▸ **Task instructions**:
Reproduce every one of the following records character for character, with nothing added or left out.

▸ **Available records**:
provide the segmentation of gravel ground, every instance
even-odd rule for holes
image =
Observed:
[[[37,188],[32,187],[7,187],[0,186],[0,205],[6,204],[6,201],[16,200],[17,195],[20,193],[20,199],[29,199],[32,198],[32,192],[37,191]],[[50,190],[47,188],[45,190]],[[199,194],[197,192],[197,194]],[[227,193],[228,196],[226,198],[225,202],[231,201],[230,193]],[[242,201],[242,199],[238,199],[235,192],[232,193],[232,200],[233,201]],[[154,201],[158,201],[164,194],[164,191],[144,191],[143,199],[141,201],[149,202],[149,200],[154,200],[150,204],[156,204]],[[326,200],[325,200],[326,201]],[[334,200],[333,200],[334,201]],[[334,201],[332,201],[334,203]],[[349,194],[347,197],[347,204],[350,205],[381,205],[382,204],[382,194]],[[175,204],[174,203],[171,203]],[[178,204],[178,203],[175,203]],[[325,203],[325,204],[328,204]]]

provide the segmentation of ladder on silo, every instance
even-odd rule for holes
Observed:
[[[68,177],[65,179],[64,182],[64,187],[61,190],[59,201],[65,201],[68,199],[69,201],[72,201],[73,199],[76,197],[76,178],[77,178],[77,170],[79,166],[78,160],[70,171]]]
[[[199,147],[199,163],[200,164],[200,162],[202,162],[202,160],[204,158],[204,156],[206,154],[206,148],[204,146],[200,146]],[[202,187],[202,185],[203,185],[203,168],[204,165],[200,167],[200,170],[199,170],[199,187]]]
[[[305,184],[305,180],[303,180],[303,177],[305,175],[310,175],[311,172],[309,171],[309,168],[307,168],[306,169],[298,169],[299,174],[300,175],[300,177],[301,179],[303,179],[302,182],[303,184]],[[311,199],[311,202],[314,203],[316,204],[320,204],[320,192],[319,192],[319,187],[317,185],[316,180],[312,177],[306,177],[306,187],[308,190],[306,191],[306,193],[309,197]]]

▸ **Answer to the task**:
provide the segmentation of gravel ground, every instance
even-odd rule for holes
image =
Observed:
[[[37,188],[32,187],[7,187],[0,186],[0,205],[6,204],[6,201],[16,200],[17,195],[20,193],[20,199],[29,199],[32,198],[32,192],[37,191]],[[50,190],[47,188],[45,190]],[[199,194],[197,192],[197,194]],[[227,193],[228,196],[226,198],[225,202],[231,201],[230,193]],[[242,201],[242,199],[238,199],[235,192],[232,193],[232,200],[233,201]],[[154,201],[158,201],[164,194],[164,191],[144,191],[143,199],[141,201],[149,202],[149,200],[154,200],[150,204],[156,204]],[[326,200],[325,200],[326,201]],[[334,200],[333,200],[334,201]],[[334,201],[332,201],[334,203]],[[349,194],[347,197],[347,204],[350,205],[381,205],[382,204],[382,194]],[[175,204],[174,203],[171,203]],[[178,204],[178,203],[175,203]],[[325,203],[325,204],[328,204]]]

provide the segmentation of ladder on silo, every instance
even-odd rule for holes
Observed:
[[[68,177],[65,179],[64,182],[64,187],[61,190],[59,201],[65,201],[68,199],[69,201],[72,201],[73,199],[76,197],[76,178],[77,178],[77,170],[79,166],[78,160],[70,171]]]
[[[199,147],[199,163],[200,164],[200,162],[202,162],[202,160],[204,158],[204,156],[206,154],[206,148],[204,146],[200,146]],[[202,187],[202,185],[203,185],[203,168],[204,165],[200,167],[200,170],[199,170],[199,187]]]
[[[305,184],[305,180],[303,180],[303,177],[305,175],[310,175],[311,172],[309,171],[309,168],[307,168],[306,169],[298,169],[299,174],[300,175],[300,177],[301,179],[303,179],[302,182],[303,184]],[[311,199],[311,202],[314,203],[316,204],[320,204],[320,192],[319,192],[319,187],[317,185],[316,180],[312,177],[306,177],[306,187],[308,190],[306,191],[306,193],[309,197]]]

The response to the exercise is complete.